• **GIVEN PASSAGE**:
Carter M. Fortune, founder and chairman of Indianapolis-based Fortune Industries Inc., has died, the company announced Monday.
Fortune, 70, died Saturday at his home in Destin, Fla.
“We are very saddened by Carter’s passing, but we are prepared to move forward, carry out his vision and honor his legacy,” Tena Mayberry, president and CEO of the professional employer organization, said in a prepared statement.
Fortune, majority shareholder of the publicly traded Fortune Industries, had been diagnosed with a potentially terminal disease, according to a Securities and Exchange Commission filing released earlier this year.
The company disclosed the illness as Fortune worked on a sale of the business to CEP Inc., a holding company led by Fortune Industries CEO Tena Mayberry and Chief Financial Officer Randy Butler. The planned management-led buyout, which would result in the business going private, values the company at $30.5 million.
Whether Fortune's death will have an impact on that deal is unclear. Calls to the company Tuesday morning were not returned.

• **MATERIAL SHOWN**:

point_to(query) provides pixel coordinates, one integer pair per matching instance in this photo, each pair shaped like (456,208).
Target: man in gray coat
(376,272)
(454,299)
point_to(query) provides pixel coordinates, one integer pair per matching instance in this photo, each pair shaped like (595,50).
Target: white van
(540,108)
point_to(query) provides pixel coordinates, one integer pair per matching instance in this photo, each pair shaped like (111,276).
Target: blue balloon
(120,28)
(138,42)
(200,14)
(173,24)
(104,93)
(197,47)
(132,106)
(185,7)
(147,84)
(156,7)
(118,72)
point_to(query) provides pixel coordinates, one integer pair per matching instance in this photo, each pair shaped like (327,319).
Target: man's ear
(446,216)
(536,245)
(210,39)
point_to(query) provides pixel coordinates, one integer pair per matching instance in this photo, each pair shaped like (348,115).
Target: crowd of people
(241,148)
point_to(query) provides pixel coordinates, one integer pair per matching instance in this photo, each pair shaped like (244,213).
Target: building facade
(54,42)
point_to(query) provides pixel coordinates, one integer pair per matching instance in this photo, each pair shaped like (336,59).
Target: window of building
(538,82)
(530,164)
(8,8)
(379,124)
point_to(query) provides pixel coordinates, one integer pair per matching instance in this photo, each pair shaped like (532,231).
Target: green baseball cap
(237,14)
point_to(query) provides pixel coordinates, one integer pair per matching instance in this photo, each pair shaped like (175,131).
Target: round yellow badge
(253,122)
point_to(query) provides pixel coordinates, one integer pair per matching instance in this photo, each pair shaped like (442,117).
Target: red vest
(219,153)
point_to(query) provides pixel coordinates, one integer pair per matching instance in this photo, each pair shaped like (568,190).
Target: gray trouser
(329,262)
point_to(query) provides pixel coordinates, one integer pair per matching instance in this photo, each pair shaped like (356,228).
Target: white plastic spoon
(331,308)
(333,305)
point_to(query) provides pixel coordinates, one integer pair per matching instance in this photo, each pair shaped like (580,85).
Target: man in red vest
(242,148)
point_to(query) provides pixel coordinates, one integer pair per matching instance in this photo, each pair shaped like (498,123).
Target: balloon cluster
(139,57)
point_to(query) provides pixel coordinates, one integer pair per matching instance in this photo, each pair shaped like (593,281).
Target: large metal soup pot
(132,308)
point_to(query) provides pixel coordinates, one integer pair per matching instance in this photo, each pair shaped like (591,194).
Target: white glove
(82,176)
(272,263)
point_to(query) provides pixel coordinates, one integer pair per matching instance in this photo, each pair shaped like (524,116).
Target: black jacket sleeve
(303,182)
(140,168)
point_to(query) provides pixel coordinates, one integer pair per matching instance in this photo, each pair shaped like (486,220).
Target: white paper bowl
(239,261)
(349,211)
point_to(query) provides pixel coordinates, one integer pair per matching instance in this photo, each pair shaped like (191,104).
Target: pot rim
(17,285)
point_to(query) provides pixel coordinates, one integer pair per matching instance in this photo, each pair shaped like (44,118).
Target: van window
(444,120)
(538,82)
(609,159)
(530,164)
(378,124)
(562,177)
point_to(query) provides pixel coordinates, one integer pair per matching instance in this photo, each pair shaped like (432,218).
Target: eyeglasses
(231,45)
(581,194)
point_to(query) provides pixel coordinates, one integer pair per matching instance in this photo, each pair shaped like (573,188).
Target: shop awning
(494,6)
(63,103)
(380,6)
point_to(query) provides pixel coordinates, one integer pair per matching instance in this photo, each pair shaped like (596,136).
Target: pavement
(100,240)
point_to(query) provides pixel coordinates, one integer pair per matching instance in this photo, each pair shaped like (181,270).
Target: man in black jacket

• **WORK TO COMPLETE**:
[A] Rewrite everything in the article on Carter M. Fortune's death from "The company disclosed" down to "were not returned.", replacing "management-led buyout" with "insider buyout".
[B] Name every person the article on Carter M. Fortune's death identifies by name.
[C] Write what comes next in the article on Carter M. Fortune's death, picking up after its final sentence.

• **RESPONSE LIST**:
[A]
The company disclosed the illness as Fortune worked on a sale of the business to CEP Inc., a holding company led by Fortune Industries CEO Tena Mayberry and Chief Financial Officer Randy Butler. The planned insider buyout, which would result in the business going private, values the company at $30.5 million.
Whether Fortune's death will have an impact on that deal is unclear. Calls to the company Tuesday morning were not returned.

[B]
Carter M. Fortune
Tena Mayberry
Randy Butler

[C]
The transaction had faced a challenge from a shareholder who filed suit against the company, attempting to block the deal, but that lawsuit was dropped Aug. 20.
The beginnings of Fortune Industries can be traced to 2000, when Carter Fortune and partners bought the shell of a public company, renamed it WOW Entertainment Inc., and began producing “Women of Wrestling” for television.
After that business failed, he began buying companies in fields such as personnel-related services, manufacturing and distribution. The company sold off everything but the human resources business more than three years ago.